Exercise aim:
From the line containing "Please tag the shadow" down to the final entry below, restate each line word for word.

—————

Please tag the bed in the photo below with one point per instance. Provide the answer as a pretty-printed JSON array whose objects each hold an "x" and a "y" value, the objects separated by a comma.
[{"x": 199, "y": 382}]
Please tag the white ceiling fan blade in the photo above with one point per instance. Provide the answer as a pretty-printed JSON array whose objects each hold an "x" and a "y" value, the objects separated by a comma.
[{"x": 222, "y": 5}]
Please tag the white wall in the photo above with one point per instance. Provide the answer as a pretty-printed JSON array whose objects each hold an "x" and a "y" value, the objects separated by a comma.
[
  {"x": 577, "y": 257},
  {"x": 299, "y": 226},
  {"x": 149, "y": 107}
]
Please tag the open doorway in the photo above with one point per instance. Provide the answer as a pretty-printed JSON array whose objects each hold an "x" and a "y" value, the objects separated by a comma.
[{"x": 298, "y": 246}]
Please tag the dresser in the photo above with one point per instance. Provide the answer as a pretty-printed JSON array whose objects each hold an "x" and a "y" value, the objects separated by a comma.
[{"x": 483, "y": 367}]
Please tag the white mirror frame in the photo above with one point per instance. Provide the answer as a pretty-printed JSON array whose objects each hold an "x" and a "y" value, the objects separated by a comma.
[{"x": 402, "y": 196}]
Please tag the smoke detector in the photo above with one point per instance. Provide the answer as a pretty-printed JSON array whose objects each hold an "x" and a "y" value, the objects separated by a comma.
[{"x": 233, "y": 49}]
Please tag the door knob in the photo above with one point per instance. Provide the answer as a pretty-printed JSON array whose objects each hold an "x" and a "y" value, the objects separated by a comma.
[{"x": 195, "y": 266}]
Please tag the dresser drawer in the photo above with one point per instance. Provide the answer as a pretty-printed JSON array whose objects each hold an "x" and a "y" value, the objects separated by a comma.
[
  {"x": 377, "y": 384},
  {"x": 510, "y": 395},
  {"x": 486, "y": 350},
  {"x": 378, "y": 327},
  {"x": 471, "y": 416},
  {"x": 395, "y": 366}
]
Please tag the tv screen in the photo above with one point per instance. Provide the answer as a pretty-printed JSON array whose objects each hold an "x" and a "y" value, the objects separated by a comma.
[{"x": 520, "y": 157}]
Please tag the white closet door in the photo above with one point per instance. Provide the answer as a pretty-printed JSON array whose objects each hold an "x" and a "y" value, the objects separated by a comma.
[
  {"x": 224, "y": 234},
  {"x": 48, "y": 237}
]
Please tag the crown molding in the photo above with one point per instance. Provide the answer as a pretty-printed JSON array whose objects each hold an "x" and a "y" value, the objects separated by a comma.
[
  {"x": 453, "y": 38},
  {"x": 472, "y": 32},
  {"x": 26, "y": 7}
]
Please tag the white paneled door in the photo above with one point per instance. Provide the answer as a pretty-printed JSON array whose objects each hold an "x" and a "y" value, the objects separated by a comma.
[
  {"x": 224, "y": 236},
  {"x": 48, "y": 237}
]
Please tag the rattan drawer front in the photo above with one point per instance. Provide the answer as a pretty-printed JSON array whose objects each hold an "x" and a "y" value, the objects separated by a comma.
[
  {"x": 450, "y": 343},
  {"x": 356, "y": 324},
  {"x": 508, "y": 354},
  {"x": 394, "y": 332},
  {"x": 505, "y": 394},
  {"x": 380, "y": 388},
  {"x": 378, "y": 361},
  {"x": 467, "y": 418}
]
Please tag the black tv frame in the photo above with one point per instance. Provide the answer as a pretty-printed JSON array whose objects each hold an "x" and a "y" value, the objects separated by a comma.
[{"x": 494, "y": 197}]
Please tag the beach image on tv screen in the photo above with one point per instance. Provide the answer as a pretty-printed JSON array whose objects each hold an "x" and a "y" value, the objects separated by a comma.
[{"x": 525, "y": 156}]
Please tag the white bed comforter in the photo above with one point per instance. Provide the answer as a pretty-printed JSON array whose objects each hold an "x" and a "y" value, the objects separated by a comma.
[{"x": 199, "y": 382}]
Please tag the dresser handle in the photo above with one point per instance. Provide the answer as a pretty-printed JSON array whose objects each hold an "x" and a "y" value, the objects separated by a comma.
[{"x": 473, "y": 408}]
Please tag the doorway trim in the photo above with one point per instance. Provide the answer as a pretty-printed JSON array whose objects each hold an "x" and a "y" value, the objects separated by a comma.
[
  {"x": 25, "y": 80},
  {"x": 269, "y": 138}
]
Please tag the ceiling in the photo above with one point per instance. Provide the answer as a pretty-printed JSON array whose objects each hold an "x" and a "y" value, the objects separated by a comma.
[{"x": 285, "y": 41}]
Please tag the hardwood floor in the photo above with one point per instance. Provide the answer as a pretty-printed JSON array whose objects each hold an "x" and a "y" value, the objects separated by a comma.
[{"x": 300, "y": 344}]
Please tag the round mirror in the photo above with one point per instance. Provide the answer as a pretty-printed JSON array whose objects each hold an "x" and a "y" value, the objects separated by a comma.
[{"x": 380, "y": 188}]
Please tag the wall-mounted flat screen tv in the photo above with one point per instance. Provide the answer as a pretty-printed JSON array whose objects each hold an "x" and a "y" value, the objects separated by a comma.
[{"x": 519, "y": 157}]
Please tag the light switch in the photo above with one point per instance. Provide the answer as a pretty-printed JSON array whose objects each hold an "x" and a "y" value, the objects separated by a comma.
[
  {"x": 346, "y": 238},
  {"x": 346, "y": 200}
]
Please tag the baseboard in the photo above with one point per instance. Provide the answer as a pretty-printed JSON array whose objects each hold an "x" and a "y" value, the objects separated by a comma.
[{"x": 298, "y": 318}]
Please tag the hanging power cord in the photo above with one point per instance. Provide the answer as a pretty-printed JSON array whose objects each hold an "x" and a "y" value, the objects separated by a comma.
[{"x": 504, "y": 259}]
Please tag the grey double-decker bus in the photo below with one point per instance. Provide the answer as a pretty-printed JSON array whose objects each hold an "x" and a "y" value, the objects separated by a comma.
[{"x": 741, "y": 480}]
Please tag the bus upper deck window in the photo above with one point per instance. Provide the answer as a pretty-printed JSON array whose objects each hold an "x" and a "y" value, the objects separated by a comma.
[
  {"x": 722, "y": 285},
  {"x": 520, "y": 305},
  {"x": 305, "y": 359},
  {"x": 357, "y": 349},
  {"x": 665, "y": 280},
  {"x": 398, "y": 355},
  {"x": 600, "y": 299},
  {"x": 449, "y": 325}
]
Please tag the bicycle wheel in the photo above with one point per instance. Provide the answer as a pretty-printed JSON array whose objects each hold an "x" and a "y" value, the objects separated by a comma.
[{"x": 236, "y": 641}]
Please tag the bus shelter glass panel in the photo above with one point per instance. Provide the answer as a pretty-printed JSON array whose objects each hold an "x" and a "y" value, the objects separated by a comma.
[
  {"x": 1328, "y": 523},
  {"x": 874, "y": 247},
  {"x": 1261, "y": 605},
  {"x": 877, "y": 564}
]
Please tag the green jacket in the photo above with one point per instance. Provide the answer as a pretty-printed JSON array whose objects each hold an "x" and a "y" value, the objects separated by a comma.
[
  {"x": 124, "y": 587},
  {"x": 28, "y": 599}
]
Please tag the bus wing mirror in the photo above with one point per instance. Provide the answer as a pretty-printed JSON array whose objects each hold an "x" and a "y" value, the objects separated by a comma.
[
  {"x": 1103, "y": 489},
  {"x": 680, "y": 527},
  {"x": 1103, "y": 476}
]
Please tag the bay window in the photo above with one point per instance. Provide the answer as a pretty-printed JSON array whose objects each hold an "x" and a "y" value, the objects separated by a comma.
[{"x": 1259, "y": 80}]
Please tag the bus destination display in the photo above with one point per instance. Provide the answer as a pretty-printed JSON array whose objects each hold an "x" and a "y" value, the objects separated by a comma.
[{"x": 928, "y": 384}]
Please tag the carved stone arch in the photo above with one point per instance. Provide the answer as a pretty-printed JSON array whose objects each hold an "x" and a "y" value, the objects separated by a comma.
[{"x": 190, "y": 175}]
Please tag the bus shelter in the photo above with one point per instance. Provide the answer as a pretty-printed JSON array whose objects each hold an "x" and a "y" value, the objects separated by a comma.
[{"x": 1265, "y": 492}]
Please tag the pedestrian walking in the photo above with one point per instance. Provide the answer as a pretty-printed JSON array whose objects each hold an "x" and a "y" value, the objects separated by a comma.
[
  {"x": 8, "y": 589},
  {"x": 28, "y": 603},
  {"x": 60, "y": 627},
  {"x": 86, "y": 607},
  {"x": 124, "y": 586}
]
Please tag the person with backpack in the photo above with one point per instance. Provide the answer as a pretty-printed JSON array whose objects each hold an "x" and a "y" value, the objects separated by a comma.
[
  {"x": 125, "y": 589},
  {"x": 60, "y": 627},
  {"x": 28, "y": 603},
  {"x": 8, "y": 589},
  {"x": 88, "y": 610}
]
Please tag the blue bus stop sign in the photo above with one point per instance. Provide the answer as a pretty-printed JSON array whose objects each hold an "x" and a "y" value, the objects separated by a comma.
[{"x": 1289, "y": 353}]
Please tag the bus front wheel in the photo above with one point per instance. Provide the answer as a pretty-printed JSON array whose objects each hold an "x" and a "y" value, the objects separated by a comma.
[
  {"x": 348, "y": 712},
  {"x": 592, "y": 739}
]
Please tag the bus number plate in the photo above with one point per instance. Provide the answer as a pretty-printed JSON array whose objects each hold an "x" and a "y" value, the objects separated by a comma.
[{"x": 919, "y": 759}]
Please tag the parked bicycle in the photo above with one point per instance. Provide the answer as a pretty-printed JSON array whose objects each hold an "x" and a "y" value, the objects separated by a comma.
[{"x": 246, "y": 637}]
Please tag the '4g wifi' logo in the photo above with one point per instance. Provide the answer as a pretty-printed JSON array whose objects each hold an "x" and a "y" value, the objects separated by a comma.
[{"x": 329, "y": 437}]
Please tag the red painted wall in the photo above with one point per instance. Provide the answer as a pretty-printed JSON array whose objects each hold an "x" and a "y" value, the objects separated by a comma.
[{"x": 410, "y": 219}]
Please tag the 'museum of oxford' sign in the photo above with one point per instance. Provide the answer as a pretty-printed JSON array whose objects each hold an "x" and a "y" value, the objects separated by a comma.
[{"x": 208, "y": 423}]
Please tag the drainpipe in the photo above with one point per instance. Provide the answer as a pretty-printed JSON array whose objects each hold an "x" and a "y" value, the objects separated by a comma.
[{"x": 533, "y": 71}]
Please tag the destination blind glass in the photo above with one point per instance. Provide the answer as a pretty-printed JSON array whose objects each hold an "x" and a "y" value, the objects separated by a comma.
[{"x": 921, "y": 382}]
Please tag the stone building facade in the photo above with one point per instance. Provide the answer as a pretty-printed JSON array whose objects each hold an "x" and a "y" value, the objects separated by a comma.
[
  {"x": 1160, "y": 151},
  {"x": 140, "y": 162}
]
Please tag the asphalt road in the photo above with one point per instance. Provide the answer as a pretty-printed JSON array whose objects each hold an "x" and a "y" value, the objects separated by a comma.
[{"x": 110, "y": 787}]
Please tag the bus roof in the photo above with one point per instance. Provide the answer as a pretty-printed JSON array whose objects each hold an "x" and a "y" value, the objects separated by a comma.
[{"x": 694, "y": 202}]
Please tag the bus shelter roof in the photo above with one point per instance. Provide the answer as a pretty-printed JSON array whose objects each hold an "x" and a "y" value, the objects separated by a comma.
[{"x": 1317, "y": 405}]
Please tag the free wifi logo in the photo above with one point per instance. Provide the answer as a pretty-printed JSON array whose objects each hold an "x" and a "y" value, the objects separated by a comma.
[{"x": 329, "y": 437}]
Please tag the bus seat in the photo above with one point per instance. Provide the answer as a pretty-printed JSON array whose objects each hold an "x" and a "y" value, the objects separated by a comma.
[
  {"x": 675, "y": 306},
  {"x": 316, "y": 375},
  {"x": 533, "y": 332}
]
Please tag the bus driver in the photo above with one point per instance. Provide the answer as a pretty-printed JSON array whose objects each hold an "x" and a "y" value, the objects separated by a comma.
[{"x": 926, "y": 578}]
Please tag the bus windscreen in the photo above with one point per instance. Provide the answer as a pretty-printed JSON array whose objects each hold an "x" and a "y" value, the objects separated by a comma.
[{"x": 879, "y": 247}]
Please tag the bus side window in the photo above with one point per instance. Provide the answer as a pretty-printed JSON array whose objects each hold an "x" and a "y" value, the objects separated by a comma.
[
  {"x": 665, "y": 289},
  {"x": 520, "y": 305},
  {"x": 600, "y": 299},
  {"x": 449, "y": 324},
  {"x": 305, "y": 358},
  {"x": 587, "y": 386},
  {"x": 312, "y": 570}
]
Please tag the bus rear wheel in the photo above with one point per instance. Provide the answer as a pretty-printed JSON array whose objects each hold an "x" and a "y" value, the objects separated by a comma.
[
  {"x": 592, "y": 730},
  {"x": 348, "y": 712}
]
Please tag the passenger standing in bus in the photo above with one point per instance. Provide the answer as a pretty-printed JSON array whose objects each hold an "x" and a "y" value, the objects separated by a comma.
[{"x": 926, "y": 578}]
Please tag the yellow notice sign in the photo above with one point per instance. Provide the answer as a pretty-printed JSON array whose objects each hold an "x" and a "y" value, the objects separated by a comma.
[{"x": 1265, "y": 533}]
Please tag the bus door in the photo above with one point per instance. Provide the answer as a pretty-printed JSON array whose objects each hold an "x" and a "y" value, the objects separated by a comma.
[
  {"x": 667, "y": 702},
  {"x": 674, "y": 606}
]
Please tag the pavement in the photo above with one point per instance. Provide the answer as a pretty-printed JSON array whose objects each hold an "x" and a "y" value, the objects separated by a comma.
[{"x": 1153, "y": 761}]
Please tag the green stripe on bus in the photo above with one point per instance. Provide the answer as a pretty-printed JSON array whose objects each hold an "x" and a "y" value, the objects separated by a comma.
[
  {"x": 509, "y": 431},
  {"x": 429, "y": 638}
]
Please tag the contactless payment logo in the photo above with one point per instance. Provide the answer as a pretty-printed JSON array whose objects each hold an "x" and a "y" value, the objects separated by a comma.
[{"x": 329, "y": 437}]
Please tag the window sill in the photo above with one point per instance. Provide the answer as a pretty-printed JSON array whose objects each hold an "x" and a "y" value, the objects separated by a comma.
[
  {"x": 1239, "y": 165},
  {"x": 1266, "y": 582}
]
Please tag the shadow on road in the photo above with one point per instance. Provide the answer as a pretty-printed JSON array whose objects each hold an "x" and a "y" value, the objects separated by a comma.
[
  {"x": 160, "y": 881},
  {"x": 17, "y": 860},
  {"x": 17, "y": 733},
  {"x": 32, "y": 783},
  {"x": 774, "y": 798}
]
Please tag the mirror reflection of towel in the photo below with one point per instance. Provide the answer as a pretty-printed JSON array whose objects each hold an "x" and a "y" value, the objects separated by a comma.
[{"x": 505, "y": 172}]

—————

Answer for this exercise:
Please tag the shadow on road in the photo above with one point per instance. Provide the answer as a pretty-printed JSON array whose objects each hold an "x" and a "y" value, the objects separated by a comma.
[
  {"x": 160, "y": 881},
  {"x": 17, "y": 860},
  {"x": 17, "y": 733},
  {"x": 32, "y": 783},
  {"x": 774, "y": 798}
]
Please tag the mirror reflection of towel in the photo below with one point per instance. Provide the answer as a pretty-printed JSON array whose objects each hold an "x" and a "y" value, the objects separated by a comma.
[{"x": 505, "y": 172}]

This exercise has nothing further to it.